• **TEXT PROVIDED**:
━━━━━━━━━━━━━━━━

Lieutenant General Todd Semonite. Remember that name. Imprint it on the very front of your brain. Why? Because he is the commanding general of the U.S. Army Corps of Engineers. The Corps that moves stuff, builds stuff, puts it exactly wherever it is needed, on a short timetable. When they don’t have exactly what they need, they improvise – American ingenuity on display. That is their job, every single day. I have seen General Semonite interviewed twice now. A no nonsense, old school kind of guy. If you can be clear about what you need (as some governors and mayors are), he is totally focused on just getting the job done. “No” and “can’t be done” are not part of the vocabulary.
Thanks to General Semonite and his extended team, there are temporary, makeshift, and converted facilities going up as hospitals all over this country to respond to the Covid-19 onslaught on our medical centers. Convention centers, dormitories, and vacant hotels converted to overflow hospitals. Tent hospitals built on football fields, parking lots, any open space that can be used. Usually completed in less than a week. It is what the Corps does. And thereby, they demand our respect and admiration as part of the best of America.
This is what you get from true leadership in times of crisis. You turn to someone who has experience in getting done what must be accomplished. Who has a clear understanding of what is needed, what has to be brought to bear, what has to be done, and in what sequence. As President Lincoln turned to General U.S. Grant to defeat the Confederate Army and end the Civil War. As President Roosevelt turned to Dwight Eisenhower to end World War II in Europe; “Ike” then turned to General George Patton to spearhead the allied drive to push the Nazi army back to Germany. Whatever issues of personal character might legitimately be questioned about Grant and Patton, they were singularly focused on getting their assigned job done – no excuses, no distractions. General Todd Semonite appears to have all those similar qualities of leadership (without the character baggage). The leadership needed in these times. What do we get to fight this “war” against Covid-19? We get a responsibility-denier President who still thinks he is running a tiny family-owned business in Manhattan. He in turn appoints his son-in-law (Jared Kushner) to be our Covid-19 point man in background charge of the federal response – notwithstanding that he has NO experience in logistics, health and medicine, pandemics, crisis management, or running a multi-organizational operation.
The art of leadership is all about finding the right person (people) at the right moment to fit the right demand. Clearly defining the results expected, putting those people fully in charge, and then getting out of their way. We do not have anything close to that “right person in charge.” What we have got instead continues to be amateurs at the top, the skilled professionals below. As a result, many people are and will suffer in a variety of different ways. Some will unnecessarily die. Why?

━━━━━━━━━━━━━━━━

• **WORK REQUEST 1**:
According to the article on General Semonite, why should readers remember his name? Answer in one to three sentences.
• **WORK REQUEST 2**:
Which kinds of buildings does the article on General Semonite say were converted to overflow hospitals?
The rows are not needed.

[Extracted data entries]
━━━━━━━━━━━━━━━━

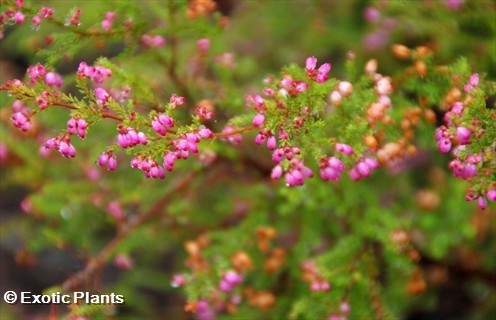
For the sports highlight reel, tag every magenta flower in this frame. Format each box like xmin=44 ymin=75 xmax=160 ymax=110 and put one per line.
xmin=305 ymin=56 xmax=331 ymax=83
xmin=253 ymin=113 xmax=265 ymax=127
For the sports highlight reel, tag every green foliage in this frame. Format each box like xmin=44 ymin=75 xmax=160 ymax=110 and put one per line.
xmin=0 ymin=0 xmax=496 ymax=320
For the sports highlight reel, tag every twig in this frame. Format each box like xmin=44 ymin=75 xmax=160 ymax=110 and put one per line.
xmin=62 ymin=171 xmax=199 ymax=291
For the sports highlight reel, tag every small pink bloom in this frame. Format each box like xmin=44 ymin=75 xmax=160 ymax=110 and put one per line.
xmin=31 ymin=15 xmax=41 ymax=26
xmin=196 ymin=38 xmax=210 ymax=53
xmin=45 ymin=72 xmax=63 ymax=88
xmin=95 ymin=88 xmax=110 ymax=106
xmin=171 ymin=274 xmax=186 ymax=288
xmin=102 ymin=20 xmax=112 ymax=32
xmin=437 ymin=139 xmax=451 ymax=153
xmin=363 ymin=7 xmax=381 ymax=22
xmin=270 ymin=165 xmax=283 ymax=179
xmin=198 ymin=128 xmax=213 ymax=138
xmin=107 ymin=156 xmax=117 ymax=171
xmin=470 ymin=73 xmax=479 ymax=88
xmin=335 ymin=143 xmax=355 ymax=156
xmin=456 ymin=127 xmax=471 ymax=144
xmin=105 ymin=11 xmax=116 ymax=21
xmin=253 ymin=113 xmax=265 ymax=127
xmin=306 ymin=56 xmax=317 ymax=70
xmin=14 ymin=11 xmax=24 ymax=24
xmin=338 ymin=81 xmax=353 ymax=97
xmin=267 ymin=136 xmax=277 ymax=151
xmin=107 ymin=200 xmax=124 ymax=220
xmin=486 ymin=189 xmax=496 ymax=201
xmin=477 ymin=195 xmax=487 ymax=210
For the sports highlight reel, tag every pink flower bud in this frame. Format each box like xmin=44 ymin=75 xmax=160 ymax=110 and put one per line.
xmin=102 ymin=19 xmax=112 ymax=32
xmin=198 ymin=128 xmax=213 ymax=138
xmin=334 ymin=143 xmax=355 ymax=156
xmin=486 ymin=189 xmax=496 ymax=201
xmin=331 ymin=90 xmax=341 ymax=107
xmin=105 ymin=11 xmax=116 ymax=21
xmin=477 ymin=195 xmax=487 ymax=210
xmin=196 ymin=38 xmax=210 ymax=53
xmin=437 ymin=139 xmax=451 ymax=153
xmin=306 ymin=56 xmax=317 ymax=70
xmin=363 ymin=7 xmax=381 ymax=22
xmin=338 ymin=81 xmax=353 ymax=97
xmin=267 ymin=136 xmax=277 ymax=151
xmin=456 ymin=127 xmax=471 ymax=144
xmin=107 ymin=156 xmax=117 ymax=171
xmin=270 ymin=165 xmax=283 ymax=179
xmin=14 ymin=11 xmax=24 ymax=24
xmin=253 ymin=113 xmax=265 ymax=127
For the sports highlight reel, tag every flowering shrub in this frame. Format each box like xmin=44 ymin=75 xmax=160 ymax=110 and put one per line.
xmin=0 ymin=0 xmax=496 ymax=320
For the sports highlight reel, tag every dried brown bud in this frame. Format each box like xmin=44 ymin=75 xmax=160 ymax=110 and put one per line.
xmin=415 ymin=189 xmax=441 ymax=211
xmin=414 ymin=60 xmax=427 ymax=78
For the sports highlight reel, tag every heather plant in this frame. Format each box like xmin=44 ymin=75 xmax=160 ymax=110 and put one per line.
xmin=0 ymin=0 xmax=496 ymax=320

━━━━━━━━━━━━━━━━

• **TASK RESULT 1**:
Readers should remember the name because he is the commanding general of the U.S. Army Corps of Engineers. That Corps moves and builds things and puts them wherever they are needed on a short timetable.

• **TASK RESULT 2**:
Convention centers, dormitories, and vacant hotels.